EXERCISE: When you print the records, keep every line identical to the original.

DATA SHOWN:
Content starts

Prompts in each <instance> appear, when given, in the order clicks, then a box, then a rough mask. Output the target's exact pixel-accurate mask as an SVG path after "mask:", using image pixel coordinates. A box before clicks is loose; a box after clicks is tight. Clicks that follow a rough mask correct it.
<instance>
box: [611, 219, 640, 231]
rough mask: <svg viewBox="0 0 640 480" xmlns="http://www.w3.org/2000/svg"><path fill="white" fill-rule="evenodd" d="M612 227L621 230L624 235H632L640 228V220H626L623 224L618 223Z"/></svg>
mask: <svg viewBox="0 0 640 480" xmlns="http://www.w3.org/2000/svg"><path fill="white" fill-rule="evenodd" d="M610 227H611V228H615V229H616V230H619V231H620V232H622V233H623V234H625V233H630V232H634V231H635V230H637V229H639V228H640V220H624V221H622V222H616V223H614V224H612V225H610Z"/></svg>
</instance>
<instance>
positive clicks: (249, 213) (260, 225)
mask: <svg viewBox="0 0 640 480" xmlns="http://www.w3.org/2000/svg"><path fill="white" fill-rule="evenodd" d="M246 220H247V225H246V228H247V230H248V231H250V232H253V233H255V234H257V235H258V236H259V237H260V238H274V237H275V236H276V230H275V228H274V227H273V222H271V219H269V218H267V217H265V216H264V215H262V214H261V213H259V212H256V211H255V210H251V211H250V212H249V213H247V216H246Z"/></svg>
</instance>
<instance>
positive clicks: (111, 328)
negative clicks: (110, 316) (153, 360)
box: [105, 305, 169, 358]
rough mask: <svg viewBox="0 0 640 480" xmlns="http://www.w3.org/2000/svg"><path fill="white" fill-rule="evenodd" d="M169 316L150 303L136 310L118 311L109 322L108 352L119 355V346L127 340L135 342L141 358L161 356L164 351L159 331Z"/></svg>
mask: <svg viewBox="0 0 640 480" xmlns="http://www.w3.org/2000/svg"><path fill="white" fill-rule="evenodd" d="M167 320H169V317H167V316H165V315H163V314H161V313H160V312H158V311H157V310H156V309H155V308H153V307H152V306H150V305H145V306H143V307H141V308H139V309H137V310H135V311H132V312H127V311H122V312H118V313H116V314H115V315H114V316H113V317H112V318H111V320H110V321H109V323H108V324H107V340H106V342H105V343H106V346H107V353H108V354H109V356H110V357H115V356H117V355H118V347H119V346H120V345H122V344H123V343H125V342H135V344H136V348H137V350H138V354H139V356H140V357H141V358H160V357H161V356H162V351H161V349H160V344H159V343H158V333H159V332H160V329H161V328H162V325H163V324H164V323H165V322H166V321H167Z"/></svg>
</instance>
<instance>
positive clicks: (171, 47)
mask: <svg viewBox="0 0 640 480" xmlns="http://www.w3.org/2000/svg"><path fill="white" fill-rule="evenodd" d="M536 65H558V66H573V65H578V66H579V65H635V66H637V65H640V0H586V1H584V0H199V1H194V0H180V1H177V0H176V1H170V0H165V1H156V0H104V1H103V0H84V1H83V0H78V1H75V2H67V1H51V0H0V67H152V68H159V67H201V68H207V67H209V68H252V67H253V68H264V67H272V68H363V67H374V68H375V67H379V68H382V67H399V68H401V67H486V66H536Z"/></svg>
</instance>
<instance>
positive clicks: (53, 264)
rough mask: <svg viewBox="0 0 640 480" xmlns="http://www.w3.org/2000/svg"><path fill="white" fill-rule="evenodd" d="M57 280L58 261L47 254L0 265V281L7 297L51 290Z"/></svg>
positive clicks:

Content ends

COMPLETED TASK:
Prompts in each <instance> appear, when given, in the order clicks, then a box, then a rough mask. Output the target's exact pixel-accurate mask as an SVG path after "mask:", using image pixel coordinates. A box before clicks is loose; a box after clicks is tight. Clicks that follow a rough mask correct it.
<instance>
box: [611, 219, 640, 231]
rough mask: <svg viewBox="0 0 640 480" xmlns="http://www.w3.org/2000/svg"><path fill="white" fill-rule="evenodd" d="M612 227L621 230L624 235H632L640 228V220H626L623 224L618 223Z"/></svg>
mask: <svg viewBox="0 0 640 480" xmlns="http://www.w3.org/2000/svg"><path fill="white" fill-rule="evenodd" d="M610 227H611V228H615V229H616V230H619V231H620V232H622V233H623V234H625V233H630V232H634V231H635V230H637V229H639V228H640V220H624V221H622V222H616V223H614V224H612V225H610Z"/></svg>
</instance>
<instance>
positive clicks: (249, 213) (260, 225)
mask: <svg viewBox="0 0 640 480" xmlns="http://www.w3.org/2000/svg"><path fill="white" fill-rule="evenodd" d="M246 220H247V225H246V228H247V230H248V231H250V232H253V233H255V234H257V235H258V236H259V237H260V238H274V237H275V236H276V230H275V228H274V227H273V222H271V219H269V218H267V217H265V216H264V215H262V214H261V213H259V212H256V211H255V210H251V211H250V212H249V213H247V216H246Z"/></svg>
</instance>
<instance>
positive clicks: (111, 328)
negative clicks: (110, 316) (153, 360)
box: [105, 305, 169, 358]
rough mask: <svg viewBox="0 0 640 480" xmlns="http://www.w3.org/2000/svg"><path fill="white" fill-rule="evenodd" d="M169 316L150 303L136 310L118 311L109 322L108 352L119 355V346L127 340L135 342L141 358L161 356L164 351L159 331Z"/></svg>
mask: <svg viewBox="0 0 640 480" xmlns="http://www.w3.org/2000/svg"><path fill="white" fill-rule="evenodd" d="M167 320H169V317H167V316H165V315H163V314H161V313H160V312H158V311H157V310H156V309H155V308H153V307H152V306H150V305H145V306H143V307H141V308H139V309H137V310H135V311H132V312H127V311H122V312H118V313H116V314H115V315H114V316H113V317H112V318H111V320H110V321H109V323H108V324H107V340H106V342H105V343H106V346H107V353H108V354H109V356H110V357H115V356H117V355H118V347H119V346H120V345H122V344H123V343H125V342H135V344H136V348H137V350H138V354H139V356H140V357H141V358H160V357H161V356H162V351H161V349H160V344H159V343H158V333H159V332H160V329H161V328H162V325H163V324H164V323H165V322H166V321H167Z"/></svg>
</instance>
<instance>
positive clicks: (171, 47)
mask: <svg viewBox="0 0 640 480" xmlns="http://www.w3.org/2000/svg"><path fill="white" fill-rule="evenodd" d="M536 65H558V66H573V65H578V66H579V65H635V66H637V65H640V0H586V1H584V0H199V1H194V0H180V1H177V0H176V1H170V0H165V1H156V0H104V1H103V0H84V1H83V0H78V1H75V2H67V1H51V0H0V67H152V68H159V67H201V68H207V67H209V68H252V67H253V68H264V67H272V68H363V67H374V68H375V67H379V68H382V67H399V68H401V67H486V66H536Z"/></svg>
</instance>
<instance>
positive clicks: (53, 264)
rough mask: <svg viewBox="0 0 640 480" xmlns="http://www.w3.org/2000/svg"><path fill="white" fill-rule="evenodd" d="M57 280L58 261L47 254L0 265V281L7 297L51 290Z"/></svg>
positive clicks:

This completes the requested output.